[Rows from a segmentation dataset]
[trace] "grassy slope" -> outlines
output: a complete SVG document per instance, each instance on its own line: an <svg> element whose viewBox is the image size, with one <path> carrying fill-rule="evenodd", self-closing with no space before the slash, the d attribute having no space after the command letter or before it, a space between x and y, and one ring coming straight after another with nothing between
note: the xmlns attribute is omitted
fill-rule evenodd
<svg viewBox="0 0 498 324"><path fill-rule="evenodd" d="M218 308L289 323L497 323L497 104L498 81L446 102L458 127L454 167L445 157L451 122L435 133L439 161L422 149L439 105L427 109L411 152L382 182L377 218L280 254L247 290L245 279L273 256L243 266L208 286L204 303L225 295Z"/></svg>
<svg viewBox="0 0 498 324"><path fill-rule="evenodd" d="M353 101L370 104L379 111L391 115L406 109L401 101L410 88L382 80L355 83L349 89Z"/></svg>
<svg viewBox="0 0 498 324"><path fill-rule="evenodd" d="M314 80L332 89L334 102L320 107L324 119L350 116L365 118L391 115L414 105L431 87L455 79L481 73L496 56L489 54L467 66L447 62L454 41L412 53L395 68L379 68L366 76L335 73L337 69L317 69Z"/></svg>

### Task details:
Copy every entry above word for word, keeping each line as it stands.

### Final result:
[trace] "grassy slope" -> outlines
output: a complete SVG document per instance, each instance on its own line: an <svg> element whose viewBox is the image size, with one <path> carrying fill-rule="evenodd", self-closing with no space before the slash, the d attribute having no space after the command letter or before it, a space between x and y, and one ring coming straight after another with nothing between
note: the xmlns attribute is omitted
fill-rule evenodd
<svg viewBox="0 0 498 324"><path fill-rule="evenodd" d="M218 308L289 323L497 323L497 104L498 81L446 102L458 127L454 167L445 157L451 122L435 133L439 161L422 149L439 105L427 109L411 152L382 182L377 218L280 254L247 290L245 279L273 256L243 266L208 286L204 303L225 295Z"/></svg>
<svg viewBox="0 0 498 324"><path fill-rule="evenodd" d="M353 101L370 104L379 111L391 115L406 109L401 101L410 88L382 80L355 83L349 89Z"/></svg>
<svg viewBox="0 0 498 324"><path fill-rule="evenodd" d="M314 80L332 89L334 102L320 107L324 119L350 116L365 118L391 115L414 105L431 87L455 79L481 73L496 56L489 54L467 66L447 62L454 41L412 53L395 68L379 68L366 76L335 73L337 69L317 69Z"/></svg>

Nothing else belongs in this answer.